Problem statement
Rescale the entries below, starting at their first line and ending with the line containing "28], [48, 28]]", both included, and reproduce only those lines in full. Multiply every vertex coordinate in the outline answers by 1.15, round each to a whole number with halves going up, and leave the pictures out.
====
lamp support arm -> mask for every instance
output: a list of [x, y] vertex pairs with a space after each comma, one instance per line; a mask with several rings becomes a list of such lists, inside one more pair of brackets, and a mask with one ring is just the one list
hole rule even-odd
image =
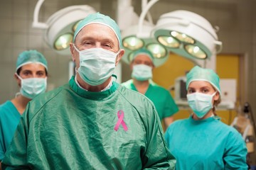
[[145, 16], [147, 13], [147, 12], [149, 11], [149, 10], [150, 9], [150, 8], [159, 0], [151, 0], [150, 1], [146, 6], [143, 8], [142, 12], [139, 16], [139, 32], [137, 34], [137, 36], [139, 37], [143, 37], [143, 32], [142, 32], [142, 25], [143, 25], [143, 21], [145, 18]]
[[48, 26], [45, 23], [39, 23], [38, 22], [38, 14], [39, 11], [41, 8], [41, 6], [42, 6], [43, 3], [44, 2], [44, 0], [38, 0], [37, 2], [34, 13], [33, 13], [33, 21], [32, 23], [33, 28], [48, 28]]

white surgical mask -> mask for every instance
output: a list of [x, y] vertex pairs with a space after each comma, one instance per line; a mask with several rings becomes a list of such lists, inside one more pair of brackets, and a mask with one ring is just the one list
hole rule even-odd
[[137, 64], [132, 67], [132, 77], [139, 81], [151, 79], [152, 67], [145, 64]]
[[90, 48], [79, 51], [80, 67], [78, 73], [81, 79], [91, 86], [102, 84], [114, 72], [117, 53], [102, 48]]
[[213, 108], [213, 97], [216, 93], [217, 91], [213, 94], [202, 93], [187, 94], [188, 105], [197, 117], [202, 118], [211, 108]]
[[47, 77], [22, 79], [18, 74], [16, 75], [21, 80], [20, 92], [22, 96], [33, 99], [37, 95], [46, 91]]

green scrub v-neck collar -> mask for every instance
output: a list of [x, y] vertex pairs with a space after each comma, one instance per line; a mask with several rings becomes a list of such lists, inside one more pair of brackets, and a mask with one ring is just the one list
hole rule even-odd
[[91, 99], [101, 99], [106, 98], [110, 94], [113, 94], [114, 91], [116, 91], [119, 86], [119, 84], [117, 82], [113, 81], [112, 85], [108, 90], [99, 92], [88, 91], [80, 88], [78, 84], [76, 84], [75, 81], [75, 76], [73, 76], [69, 81], [69, 84], [70, 88], [78, 95]]
[[215, 121], [215, 120], [220, 120], [220, 118], [215, 115], [215, 116], [208, 118], [206, 119], [194, 120], [192, 118], [192, 115], [190, 115], [188, 119], [192, 124], [201, 124], [201, 123], [208, 123]]
[[[132, 86], [132, 90], [138, 91], [137, 89], [136, 89], [136, 86], [133, 82], [133, 80], [132, 80], [132, 83], [131, 84], [131, 86]], [[146, 93], [149, 91], [149, 89], [151, 88], [151, 86], [152, 86], [152, 85], [151, 84], [151, 83], [149, 83], [148, 89], [146, 89], [146, 91], [144, 95], [145, 95], [146, 96]]]

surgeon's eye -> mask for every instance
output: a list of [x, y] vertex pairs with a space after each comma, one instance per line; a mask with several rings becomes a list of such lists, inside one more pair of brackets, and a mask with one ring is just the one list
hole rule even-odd
[[85, 41], [82, 43], [82, 47], [90, 47], [93, 45], [93, 43], [90, 41]]
[[207, 88], [202, 88], [201, 91], [203, 94], [208, 94], [210, 91], [210, 90], [208, 89], [207, 89]]
[[105, 49], [105, 50], [110, 50], [112, 48], [111, 44], [110, 43], [104, 43], [102, 45], [102, 48], [103, 49]]
[[196, 92], [195, 89], [188, 88], [188, 94], [193, 94], [193, 93], [195, 93], [195, 92]]
[[141, 61], [134, 61], [135, 64], [141, 64], [142, 62]]

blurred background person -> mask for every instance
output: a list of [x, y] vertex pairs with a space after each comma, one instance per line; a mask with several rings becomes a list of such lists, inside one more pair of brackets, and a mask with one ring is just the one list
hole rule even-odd
[[175, 121], [165, 133], [177, 169], [247, 169], [241, 135], [217, 116], [220, 103], [219, 76], [194, 67], [186, 75], [191, 116]]
[[170, 92], [151, 79], [154, 68], [153, 55], [146, 49], [140, 49], [131, 56], [132, 79], [122, 85], [145, 95], [153, 101], [166, 129], [174, 121], [173, 115], [178, 111], [178, 108]]
[[0, 106], [0, 162], [28, 103], [46, 91], [47, 70], [45, 57], [36, 50], [23, 51], [18, 56], [14, 78], [20, 91], [14, 98]]

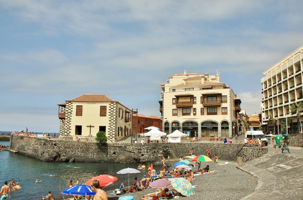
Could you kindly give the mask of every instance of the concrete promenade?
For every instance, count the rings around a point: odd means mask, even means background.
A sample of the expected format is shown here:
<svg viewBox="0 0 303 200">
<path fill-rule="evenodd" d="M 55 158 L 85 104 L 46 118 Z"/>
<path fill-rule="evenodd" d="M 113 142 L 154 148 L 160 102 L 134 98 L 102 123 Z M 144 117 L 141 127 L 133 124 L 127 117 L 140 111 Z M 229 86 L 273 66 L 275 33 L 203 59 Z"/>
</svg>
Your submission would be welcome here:
<svg viewBox="0 0 303 200">
<path fill-rule="evenodd" d="M 243 143 L 244 135 L 238 136 L 238 142 L 234 138 L 233 143 Z M 131 137 L 123 142 L 130 142 Z M 142 138 L 138 138 L 139 143 Z M 201 143 L 213 143 L 202 141 Z M 237 168 L 256 177 L 258 185 L 252 193 L 242 199 L 303 199 L 303 149 L 301 147 L 289 146 L 291 153 L 282 153 L 277 147 L 278 153 L 273 153 L 273 148 L 270 142 L 267 146 L 267 154 L 253 160 L 239 163 Z M 228 161 L 230 162 L 230 161 Z"/>
</svg>

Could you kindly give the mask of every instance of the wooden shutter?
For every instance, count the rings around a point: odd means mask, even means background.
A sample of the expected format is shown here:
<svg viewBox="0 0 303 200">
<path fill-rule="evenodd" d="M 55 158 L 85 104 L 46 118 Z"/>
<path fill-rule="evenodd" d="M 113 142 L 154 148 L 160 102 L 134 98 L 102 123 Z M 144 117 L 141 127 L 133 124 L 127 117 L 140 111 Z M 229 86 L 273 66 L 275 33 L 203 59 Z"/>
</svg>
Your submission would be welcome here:
<svg viewBox="0 0 303 200">
<path fill-rule="evenodd" d="M 76 116 L 82 116 L 82 106 L 77 106 L 76 107 Z"/>
<path fill-rule="evenodd" d="M 106 106 L 100 106 L 100 116 L 104 117 L 106 116 Z"/>
</svg>

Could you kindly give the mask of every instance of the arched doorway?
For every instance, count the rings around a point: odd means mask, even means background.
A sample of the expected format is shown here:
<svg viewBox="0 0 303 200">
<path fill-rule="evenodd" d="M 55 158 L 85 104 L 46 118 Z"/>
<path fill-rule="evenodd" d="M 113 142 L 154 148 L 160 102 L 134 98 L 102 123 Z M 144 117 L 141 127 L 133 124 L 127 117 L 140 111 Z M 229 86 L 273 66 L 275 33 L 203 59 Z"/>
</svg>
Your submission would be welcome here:
<svg viewBox="0 0 303 200">
<path fill-rule="evenodd" d="M 180 124 L 177 122 L 174 122 L 171 123 L 171 133 L 173 133 L 176 130 L 180 130 Z"/>
<path fill-rule="evenodd" d="M 201 139 L 210 139 L 218 136 L 218 124 L 205 122 L 201 124 Z"/>
<path fill-rule="evenodd" d="M 198 136 L 198 123 L 194 122 L 187 122 L 182 124 L 183 133 L 188 137 Z"/>
<path fill-rule="evenodd" d="M 221 123 L 221 137 L 223 138 L 229 137 L 229 124 L 226 121 Z"/>
<path fill-rule="evenodd" d="M 166 133 L 166 135 L 169 134 L 169 123 L 166 122 L 164 123 L 164 132 Z"/>
</svg>

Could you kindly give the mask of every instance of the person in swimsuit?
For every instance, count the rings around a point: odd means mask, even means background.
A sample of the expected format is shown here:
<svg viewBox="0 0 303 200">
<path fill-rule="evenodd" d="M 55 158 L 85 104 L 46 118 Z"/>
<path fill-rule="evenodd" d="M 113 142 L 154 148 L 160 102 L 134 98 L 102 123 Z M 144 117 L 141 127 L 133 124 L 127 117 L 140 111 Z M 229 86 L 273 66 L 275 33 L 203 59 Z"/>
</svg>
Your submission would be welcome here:
<svg viewBox="0 0 303 200">
<path fill-rule="evenodd" d="M 48 191 L 48 195 L 47 196 L 42 196 L 42 197 L 46 197 L 46 198 L 48 198 L 48 199 L 49 199 L 52 196 L 53 196 L 53 195 L 52 194 L 52 193 L 50 191 Z"/>
<path fill-rule="evenodd" d="M 68 182 L 68 185 L 67 187 L 69 188 L 70 188 L 74 184 L 73 184 L 73 180 L 71 180 L 70 181 Z"/>
<path fill-rule="evenodd" d="M 9 195 L 8 195 L 9 194 Z M 11 198 L 11 190 L 9 189 L 9 186 L 7 185 L 7 181 L 5 181 L 4 182 L 4 185 L 2 186 L 0 191 L 0 195 L 1 195 L 1 200 L 8 199 Z"/>
</svg>

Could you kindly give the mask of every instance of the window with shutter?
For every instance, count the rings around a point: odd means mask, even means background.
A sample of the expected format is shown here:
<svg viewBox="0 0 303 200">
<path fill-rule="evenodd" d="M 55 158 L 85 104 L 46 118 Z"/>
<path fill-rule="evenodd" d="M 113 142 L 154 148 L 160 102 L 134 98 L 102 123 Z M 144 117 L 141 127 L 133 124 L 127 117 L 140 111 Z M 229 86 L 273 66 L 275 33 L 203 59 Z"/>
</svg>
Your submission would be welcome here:
<svg viewBox="0 0 303 200">
<path fill-rule="evenodd" d="M 82 116 L 82 106 L 77 106 L 76 107 L 76 116 Z"/>
<path fill-rule="evenodd" d="M 100 116 L 105 117 L 106 116 L 106 106 L 100 106 Z"/>
</svg>

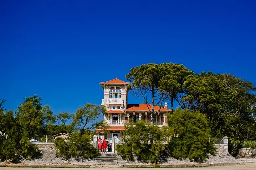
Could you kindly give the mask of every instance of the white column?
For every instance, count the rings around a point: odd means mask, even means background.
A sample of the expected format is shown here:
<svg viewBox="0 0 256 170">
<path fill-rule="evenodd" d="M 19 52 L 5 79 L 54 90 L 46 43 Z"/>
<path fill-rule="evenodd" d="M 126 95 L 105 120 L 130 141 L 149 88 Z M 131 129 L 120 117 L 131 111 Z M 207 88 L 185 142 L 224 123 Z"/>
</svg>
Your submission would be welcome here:
<svg viewBox="0 0 256 170">
<path fill-rule="evenodd" d="M 139 114 L 139 118 L 140 120 L 141 120 L 141 116 L 142 116 L 142 115 L 141 115 L 140 113 Z"/>
</svg>

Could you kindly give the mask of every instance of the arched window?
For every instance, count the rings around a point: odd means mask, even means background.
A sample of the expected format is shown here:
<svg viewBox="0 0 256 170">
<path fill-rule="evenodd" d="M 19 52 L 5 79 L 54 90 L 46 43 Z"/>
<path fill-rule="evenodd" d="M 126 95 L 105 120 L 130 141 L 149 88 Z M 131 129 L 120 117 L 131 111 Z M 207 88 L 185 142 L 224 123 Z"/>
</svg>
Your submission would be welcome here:
<svg viewBox="0 0 256 170">
<path fill-rule="evenodd" d="M 120 89 L 112 89 L 109 91 L 109 92 L 121 92 L 121 90 Z"/>
<path fill-rule="evenodd" d="M 121 90 L 112 89 L 109 91 L 109 99 L 121 99 Z"/>
<path fill-rule="evenodd" d="M 154 123 L 159 123 L 159 116 L 156 115 L 155 116 L 155 122 Z"/>
<path fill-rule="evenodd" d="M 136 121 L 139 120 L 139 116 L 134 116 L 133 117 L 133 123 L 136 123 Z"/>
</svg>

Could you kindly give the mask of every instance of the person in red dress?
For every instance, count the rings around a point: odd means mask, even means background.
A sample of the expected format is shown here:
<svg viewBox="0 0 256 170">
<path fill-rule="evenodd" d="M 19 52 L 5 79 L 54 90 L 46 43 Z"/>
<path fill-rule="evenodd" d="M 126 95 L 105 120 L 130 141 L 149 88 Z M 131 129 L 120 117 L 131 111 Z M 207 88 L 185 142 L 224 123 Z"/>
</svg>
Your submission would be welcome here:
<svg viewBox="0 0 256 170">
<path fill-rule="evenodd" d="M 103 146 L 101 147 L 102 148 L 102 153 L 106 153 L 106 149 L 108 147 L 108 146 L 107 146 L 107 138 L 104 138 L 104 139 L 103 140 Z"/>
<path fill-rule="evenodd" d="M 101 139 L 100 138 L 99 138 L 99 139 L 98 140 L 98 146 L 99 147 L 99 149 L 100 152 L 101 150 L 102 149 L 102 144 L 101 144 Z"/>
</svg>

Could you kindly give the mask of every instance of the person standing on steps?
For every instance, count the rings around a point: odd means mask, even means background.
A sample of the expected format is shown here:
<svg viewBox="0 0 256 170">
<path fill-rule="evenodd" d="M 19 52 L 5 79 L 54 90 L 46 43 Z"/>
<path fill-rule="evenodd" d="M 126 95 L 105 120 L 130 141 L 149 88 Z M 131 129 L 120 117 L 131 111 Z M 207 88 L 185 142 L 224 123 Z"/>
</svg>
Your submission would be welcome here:
<svg viewBox="0 0 256 170">
<path fill-rule="evenodd" d="M 107 146 L 107 138 L 105 138 L 103 140 L 103 146 L 102 146 L 102 153 L 106 153 L 106 149 L 108 146 Z"/>
<path fill-rule="evenodd" d="M 100 151 L 102 149 L 102 144 L 101 144 L 101 139 L 100 138 L 99 138 L 98 140 L 98 146 L 99 147 L 99 150 Z"/>
</svg>

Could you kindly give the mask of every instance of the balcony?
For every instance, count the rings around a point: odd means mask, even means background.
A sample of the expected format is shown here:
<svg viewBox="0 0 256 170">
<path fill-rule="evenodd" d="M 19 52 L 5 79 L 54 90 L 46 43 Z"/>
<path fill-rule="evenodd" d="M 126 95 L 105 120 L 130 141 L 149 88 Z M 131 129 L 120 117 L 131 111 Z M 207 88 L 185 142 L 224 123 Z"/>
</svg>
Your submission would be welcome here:
<svg viewBox="0 0 256 170">
<path fill-rule="evenodd" d="M 123 126 L 124 125 L 124 121 L 123 120 L 120 121 L 107 121 L 107 123 L 110 126 Z"/>
<path fill-rule="evenodd" d="M 135 124 L 135 123 L 132 123 L 132 124 Z M 144 123 L 145 124 L 146 124 L 147 125 L 150 125 L 151 124 L 151 122 L 146 122 Z M 165 126 L 165 125 L 167 125 L 167 124 L 166 123 L 156 123 L 155 122 L 154 123 L 154 125 L 155 125 L 156 126 L 159 126 L 160 127 L 161 127 L 163 126 Z"/>
<path fill-rule="evenodd" d="M 112 99 L 109 99 L 107 102 L 107 104 L 123 104 L 123 99 L 120 98 L 118 99 L 117 98 L 113 98 Z"/>
</svg>

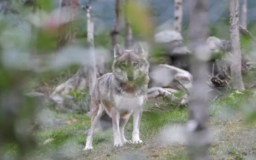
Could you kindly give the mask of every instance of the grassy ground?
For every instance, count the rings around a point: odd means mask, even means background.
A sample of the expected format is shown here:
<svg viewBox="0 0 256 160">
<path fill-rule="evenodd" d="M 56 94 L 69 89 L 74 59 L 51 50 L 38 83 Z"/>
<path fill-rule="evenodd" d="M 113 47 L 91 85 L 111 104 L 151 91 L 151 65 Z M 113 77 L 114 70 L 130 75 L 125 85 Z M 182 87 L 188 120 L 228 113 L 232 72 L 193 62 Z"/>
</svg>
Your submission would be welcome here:
<svg viewBox="0 0 256 160">
<path fill-rule="evenodd" d="M 256 125 L 252 112 L 255 106 L 254 92 L 235 92 L 211 103 L 209 120 L 211 142 L 211 157 L 214 160 L 254 160 L 256 157 Z M 250 100 L 250 101 L 249 101 Z M 87 131 L 91 125 L 85 114 L 60 113 L 45 109 L 44 127 L 34 134 L 39 148 L 28 155 L 31 160 L 187 160 L 187 148 L 182 136 L 188 118 L 186 107 L 160 103 L 165 110 L 151 108 L 142 117 L 140 127 L 142 144 L 113 146 L 112 132 L 98 130 L 94 138 L 94 149 L 84 151 Z M 149 109 L 149 108 L 151 108 Z M 252 108 L 253 109 L 253 108 Z M 252 110 L 250 110 L 252 111 Z M 132 118 L 125 129 L 131 139 Z M 5 158 L 15 155 L 15 144 L 6 147 Z M 228 159 L 227 159 L 228 160 Z"/>
</svg>

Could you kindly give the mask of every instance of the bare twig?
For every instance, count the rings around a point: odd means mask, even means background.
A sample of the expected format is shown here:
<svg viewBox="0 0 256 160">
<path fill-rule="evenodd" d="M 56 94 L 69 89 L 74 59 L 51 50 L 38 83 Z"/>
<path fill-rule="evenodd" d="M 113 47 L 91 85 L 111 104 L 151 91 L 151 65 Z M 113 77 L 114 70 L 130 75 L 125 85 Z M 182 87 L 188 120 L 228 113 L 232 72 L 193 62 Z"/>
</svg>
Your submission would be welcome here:
<svg viewBox="0 0 256 160">
<path fill-rule="evenodd" d="M 178 80 L 176 78 L 175 78 L 174 79 L 175 80 L 177 80 L 178 83 L 179 83 L 179 84 L 184 89 L 184 90 L 186 91 L 186 92 L 187 92 L 187 95 L 188 96 L 190 95 L 190 92 L 189 91 L 188 91 L 187 88 L 179 80 Z"/>
</svg>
====
Task result
lamp support arm -> mask for every instance
output: a list of [x, y] vertex pairs with a space after each comma, one instance per line; a mask with several rings becomes a list of such lists, inside one more pair of brackets, and a mask with one ring is just the one list
hole rule even-odd
image =
[[167, 18], [169, 15], [169, 14], [171, 13], [171, 12], [173, 10], [173, 9], [183, 0], [174, 0], [173, 1], [168, 7], [164, 9], [163, 14], [160, 18], [160, 37], [158, 39], [158, 41], [160, 43], [164, 43], [164, 37], [163, 37], [163, 29], [164, 29], [164, 24], [167, 21]]
[[55, 30], [52, 26], [45, 26], [44, 25], [44, 16], [45, 13], [47, 9], [47, 7], [48, 7], [49, 3], [51, 2], [51, 0], [44, 0], [43, 2], [39, 15], [38, 15], [38, 24], [37, 26], [38, 32], [55, 32]]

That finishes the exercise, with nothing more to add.